§ **EXERCISE GOAL**
Using the line that has "Target: wooden wagon side rail" as the starting point, print each line to the end of the material below word for word. Add no other lines.

§ **DATA SHOWN**

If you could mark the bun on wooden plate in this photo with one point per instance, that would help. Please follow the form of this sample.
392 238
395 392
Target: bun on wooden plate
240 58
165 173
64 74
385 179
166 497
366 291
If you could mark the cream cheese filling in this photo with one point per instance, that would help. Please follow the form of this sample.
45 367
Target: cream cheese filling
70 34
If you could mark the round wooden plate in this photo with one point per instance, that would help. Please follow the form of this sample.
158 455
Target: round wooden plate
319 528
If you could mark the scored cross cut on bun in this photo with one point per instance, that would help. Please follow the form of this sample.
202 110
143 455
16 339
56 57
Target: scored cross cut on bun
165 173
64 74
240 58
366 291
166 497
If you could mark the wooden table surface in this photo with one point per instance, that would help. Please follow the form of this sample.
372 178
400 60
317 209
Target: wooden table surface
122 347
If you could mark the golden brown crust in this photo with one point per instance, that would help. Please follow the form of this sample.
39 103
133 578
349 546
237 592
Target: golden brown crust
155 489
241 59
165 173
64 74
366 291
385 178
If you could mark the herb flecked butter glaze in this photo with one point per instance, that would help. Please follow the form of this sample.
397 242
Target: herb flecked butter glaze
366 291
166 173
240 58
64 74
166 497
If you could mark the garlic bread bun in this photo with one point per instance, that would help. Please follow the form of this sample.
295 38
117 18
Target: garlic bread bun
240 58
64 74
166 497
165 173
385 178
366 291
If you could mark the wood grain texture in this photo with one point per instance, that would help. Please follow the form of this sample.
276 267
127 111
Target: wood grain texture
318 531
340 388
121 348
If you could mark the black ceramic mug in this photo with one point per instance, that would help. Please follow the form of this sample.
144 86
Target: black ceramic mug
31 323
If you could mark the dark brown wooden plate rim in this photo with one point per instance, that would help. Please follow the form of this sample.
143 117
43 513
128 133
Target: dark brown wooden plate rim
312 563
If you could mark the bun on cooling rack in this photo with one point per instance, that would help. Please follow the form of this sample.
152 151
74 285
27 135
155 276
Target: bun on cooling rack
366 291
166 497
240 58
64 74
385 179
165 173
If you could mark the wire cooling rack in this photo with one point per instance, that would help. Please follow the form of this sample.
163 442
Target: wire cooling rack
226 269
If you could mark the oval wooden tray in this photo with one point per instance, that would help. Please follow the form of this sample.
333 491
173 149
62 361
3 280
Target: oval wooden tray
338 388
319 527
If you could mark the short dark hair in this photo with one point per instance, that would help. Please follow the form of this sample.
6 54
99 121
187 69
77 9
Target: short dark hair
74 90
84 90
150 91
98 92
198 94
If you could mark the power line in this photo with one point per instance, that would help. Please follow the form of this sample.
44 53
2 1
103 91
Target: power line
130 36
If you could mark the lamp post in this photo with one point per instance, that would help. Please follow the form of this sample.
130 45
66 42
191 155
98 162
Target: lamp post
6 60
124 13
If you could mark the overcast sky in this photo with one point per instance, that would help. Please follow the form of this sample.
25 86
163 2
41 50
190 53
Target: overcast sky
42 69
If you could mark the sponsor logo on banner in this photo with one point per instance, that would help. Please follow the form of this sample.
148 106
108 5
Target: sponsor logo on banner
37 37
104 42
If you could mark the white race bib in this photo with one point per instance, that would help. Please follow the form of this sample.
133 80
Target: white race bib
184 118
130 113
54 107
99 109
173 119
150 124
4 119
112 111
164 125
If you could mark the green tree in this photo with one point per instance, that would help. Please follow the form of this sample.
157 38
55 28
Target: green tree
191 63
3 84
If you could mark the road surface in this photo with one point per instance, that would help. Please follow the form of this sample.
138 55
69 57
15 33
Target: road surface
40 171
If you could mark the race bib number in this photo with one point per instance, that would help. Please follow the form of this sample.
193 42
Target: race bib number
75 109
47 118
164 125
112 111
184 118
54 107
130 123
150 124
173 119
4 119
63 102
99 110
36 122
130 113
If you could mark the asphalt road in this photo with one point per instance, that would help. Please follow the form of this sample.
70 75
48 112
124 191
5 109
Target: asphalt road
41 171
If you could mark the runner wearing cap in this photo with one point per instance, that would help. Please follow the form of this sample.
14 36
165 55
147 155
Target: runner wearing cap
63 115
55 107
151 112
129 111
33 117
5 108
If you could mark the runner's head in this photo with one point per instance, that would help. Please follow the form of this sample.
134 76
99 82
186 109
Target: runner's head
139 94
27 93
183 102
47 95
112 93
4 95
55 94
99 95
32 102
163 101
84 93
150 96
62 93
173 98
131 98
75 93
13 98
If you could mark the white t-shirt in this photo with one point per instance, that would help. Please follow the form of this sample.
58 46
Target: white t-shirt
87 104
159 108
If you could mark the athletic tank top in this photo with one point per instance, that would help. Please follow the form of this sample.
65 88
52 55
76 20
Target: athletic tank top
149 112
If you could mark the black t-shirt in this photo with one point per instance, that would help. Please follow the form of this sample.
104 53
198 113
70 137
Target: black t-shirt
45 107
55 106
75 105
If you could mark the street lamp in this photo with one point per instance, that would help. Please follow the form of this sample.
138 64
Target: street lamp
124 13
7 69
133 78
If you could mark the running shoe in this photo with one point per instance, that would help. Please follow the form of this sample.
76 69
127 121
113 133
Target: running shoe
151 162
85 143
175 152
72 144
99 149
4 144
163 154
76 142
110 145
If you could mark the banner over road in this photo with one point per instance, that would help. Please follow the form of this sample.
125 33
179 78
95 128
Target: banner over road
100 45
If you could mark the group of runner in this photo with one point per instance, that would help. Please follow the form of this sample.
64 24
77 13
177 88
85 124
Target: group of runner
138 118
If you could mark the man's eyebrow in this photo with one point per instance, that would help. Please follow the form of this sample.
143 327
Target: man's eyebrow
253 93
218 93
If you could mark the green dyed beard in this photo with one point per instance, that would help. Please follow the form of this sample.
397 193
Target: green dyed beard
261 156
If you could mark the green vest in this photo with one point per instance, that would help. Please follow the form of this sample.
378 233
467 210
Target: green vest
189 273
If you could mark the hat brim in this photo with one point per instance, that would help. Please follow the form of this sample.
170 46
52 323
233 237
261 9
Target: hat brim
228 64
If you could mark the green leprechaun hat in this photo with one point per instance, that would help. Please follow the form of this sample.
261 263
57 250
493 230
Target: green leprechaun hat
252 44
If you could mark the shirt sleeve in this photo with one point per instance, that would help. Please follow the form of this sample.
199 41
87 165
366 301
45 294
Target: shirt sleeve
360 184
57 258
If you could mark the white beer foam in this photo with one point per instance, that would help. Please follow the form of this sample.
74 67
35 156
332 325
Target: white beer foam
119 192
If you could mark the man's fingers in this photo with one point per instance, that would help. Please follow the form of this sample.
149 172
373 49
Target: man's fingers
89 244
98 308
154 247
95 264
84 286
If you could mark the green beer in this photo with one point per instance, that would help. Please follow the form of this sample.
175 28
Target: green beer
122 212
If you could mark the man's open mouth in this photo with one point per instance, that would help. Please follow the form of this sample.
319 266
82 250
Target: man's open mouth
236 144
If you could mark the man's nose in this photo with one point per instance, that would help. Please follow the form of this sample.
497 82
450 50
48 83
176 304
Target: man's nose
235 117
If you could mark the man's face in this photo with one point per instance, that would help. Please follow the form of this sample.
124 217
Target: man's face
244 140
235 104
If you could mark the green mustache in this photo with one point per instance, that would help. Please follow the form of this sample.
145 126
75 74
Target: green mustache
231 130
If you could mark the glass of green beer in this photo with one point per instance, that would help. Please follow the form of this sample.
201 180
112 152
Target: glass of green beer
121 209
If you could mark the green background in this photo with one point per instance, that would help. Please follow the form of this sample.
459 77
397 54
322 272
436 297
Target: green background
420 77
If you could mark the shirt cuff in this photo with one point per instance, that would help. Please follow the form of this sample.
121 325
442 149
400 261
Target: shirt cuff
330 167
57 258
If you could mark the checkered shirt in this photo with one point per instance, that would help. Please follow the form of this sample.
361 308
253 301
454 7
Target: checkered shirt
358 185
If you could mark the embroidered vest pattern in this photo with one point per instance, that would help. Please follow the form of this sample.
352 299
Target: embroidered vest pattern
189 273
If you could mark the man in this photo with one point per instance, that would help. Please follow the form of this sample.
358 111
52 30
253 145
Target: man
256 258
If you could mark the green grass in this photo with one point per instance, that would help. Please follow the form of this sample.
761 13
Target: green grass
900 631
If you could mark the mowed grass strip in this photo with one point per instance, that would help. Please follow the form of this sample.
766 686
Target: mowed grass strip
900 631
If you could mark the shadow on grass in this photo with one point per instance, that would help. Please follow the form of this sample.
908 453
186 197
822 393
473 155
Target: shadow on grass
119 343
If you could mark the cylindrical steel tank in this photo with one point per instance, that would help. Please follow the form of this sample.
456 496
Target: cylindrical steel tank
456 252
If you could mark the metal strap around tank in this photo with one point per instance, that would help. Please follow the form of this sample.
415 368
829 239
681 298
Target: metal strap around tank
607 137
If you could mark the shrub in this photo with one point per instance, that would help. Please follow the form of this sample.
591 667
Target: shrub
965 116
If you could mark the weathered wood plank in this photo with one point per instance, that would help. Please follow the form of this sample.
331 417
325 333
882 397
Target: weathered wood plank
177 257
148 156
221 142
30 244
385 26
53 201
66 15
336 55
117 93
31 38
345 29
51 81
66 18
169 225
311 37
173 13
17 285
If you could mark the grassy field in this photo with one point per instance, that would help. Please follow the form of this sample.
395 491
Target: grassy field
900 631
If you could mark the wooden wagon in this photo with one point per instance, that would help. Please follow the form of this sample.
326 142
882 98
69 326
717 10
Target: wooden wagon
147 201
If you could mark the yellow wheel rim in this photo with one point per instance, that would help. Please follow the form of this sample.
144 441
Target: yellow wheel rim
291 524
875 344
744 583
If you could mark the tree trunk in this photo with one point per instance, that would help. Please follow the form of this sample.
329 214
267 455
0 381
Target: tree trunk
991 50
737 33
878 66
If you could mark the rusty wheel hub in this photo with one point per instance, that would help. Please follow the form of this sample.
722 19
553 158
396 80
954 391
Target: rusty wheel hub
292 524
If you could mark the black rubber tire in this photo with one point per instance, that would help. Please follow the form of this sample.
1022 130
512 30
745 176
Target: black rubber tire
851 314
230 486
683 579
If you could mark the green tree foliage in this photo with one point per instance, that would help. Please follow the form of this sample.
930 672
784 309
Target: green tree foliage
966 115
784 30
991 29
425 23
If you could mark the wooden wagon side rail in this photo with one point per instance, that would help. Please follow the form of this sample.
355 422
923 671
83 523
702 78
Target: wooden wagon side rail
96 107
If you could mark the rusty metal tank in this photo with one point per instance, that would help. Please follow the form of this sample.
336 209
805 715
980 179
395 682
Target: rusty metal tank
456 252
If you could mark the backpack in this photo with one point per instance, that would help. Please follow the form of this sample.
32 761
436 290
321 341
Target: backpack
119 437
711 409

§ **SOLUTION**
Target: wooden wagon side rail
96 107
If you could mark the rusty metal tank in this photo with one point per instance, that would help. Please follow the form of this sample.
336 209
805 715
980 179
395 682
Target: rusty metal tank
456 252
If you could mark the backpack in this photo with one point per instance, that would help. Please follow the form of this sample.
32 761
436 290
321 341
Target: backpack
119 437
711 409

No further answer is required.